# PASSAGE TO READ
• • • • • • •
Why would the owners of GP sell a part of their business to outside investors in the first place? The answer lies in their own success. The more successful they are, the more money they attract to manage, and the more money they need to put into the business on their own. Given the constantly rolling cycle of exits (sales) from their fund portfolio companies, raising new funds for new acquisitions and paying out their LPs, those GPs which grow rapidly need a constant flow of their own cash to follow up.
Hence an acquisition of a GP stake is predominantly done via recapitalization of the firm, with the second most important factor to GPs willing to on-board a new co-owner of their firm being the expanded access to an LP base which such a new owner could bring. That basically tells you that a “perfect fit” investor into a GP stake is an experienced and well networked professional / institutional investor (insurer, a GP focused fund, a specialized bank or HNWI which operates in the asset management space).
Retail investors? Unfortunately, only after a potential listing of such GP at a later stage, as outlined below in the Final View chapter.
The world’s best GPs, although corporately structured somewhat differently due to their massive scale (Blackstones, Appolos, KKRs of these world) are already publicly listed, and their valuations are high for a good reason. We are talking trailing P/E ratios of 25-65x (compare that to traditional banks with P/E of 6x-10x) and P/B over 3x (depending on the methodology used, as book values for asset managers might not reflect high intangible value of GP relationships, fee streams, carried interest etc) vs. bank’s average P/B of 1,0x. For an average retail investor, public markets are the only path to own a part of a GP, but given the entry price, the economics of such ownership are not quite like the ones I described above.
• • • • • • •
Extracted records

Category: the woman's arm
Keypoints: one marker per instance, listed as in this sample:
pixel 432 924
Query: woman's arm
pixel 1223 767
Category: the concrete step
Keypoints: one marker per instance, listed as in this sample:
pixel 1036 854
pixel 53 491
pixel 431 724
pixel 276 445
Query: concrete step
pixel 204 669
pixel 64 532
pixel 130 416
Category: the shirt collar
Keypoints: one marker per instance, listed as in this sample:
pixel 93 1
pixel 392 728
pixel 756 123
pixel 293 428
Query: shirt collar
• • • • • • •
# CHALLENGES
1. According to the passage on GP stakes, how is an acquisition of a GP stake predominantly done?
2. Reproduce the passage on GP stakes word for word from "Hence an acquisition" to "Final View chapter.".
Rely only on the passage on GP stakes for your answers.

# REPLIES
1. Via recapitalization of the firm.

2.
Hence an acquisition of a GP stake is predominantly done via recapitalization of the firm, with the second most important factor to GPs willing to on-board a new co-owner of their firm being the expanded access to an LP base which such a new owner could bring. That basically tells you that a “perfect fit” investor into a GP stake is an experienced and well networked professional / institutional investor (insurer, a GP focused fund, a specialized bank or HNWI which operates in the asset management space).
Retail investors? Unfortunately, only after a potential listing of such GP at a later stage, as outlined below in the Final View chapter.